▶ _Passage provided_
■ ■ ■ ■ ■
Taxes have to be collected but what if the collecting organisation is inefficient, outdated and corrupt?
In a special televised address urging tax evaders to declare hidden financial assets by the end of this month, Prime Minister Imran Khan observed that Pakistanis were the least tax paying nation of the world. In April last year, his predecessor, Shahid Khaqan Abbasi introduced his tax amnesty scheme by noting that just 1.2 million Pakistanis filed returns and only 0.7 million actually paid any tax. Similar statements from the high and mighty, tax experts and fiscal analysts can be traced back throughout the seventy-two years of our history.
Let there be no confusion, though. Everyone who makes a purchase in the market has to pay something to the state. This includes the entire population, including children buying toffees. These are the taxes whose burden is shifted to the final consumer; the so-called indirect taxes. Over 60 percent of taxes in Pakistan fall in this category. These taxes are extracted out of the people. There is no possibility to evade if you want to consume or use the stuff you are buying. It can only be avoided by not buying a good or service, something not always possible if life has to be sustained. Of the 40 percent shown in the name of direct taxes that are supposed to be voluntarily paid out of incomes, 68.5 percent is also extractive in nature, i.e. the withholding taxes. Mobile phone services and cash withdrawals are just two examples.
■ ■ ■ ■ ■
▶ _Set exercise 1_
Condense the paragraph of the tax passage that begins "Let there be no confusion, though" into a short bulleted list that keeps its main facts.
▶ _Set exercise 2_
Please reproduce the tax passage word for word between "Let there be" and "just two examples.", inclusive.

▶ _Data extract_
■ ■ ■ ■ ■
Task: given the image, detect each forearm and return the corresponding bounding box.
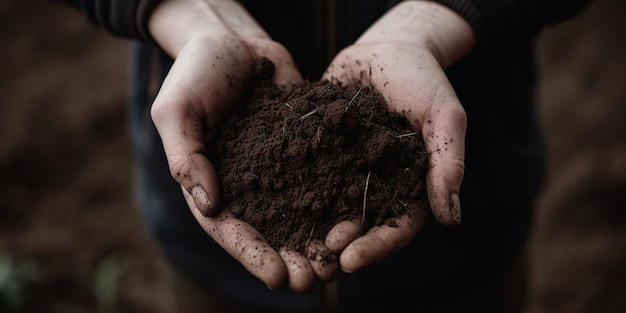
[357,1,476,68]
[148,0,269,57]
■ ■ ■ ■ ■
▶ _Finished answer 1_
- Everyone who buys anything in the market pays something to the state, even children buying toffees.
- These indirect taxes, whose burden falls on the final consumer, make up over 60 percent of Pakistan's taxes. They can be avoided only by not buying, which is not always possible.
- Of the 40 percent counted as direct taxes, 68.5 percent is also extractive withholding tax, for example on mobile phone services and cash withdrawals.

▶ _Finished answer 2_
Let there be no confusion, though. Everyone who makes a purchase in the market has to pay something to the state. This includes the entire population, including children buying toffees. These are the taxes whose burden is shifted to the final consumer; the so-called indirect taxes. Over 60 percent of taxes in Pakistan fall in this category. These taxes are extracted out of the people. There is no possibility to evade if you want to consume or use the stuff you are buying. It can only be avoided by not buying a good or service, something not always possible if life has to be sustained. Of the 40 percent shown in the name of direct taxes that are supposed to be voluntarily paid out of incomes, 68.5 percent is also extractive in nature, i.e. the withholding taxes. Mobile phone services and cash withdrawals are just two examples.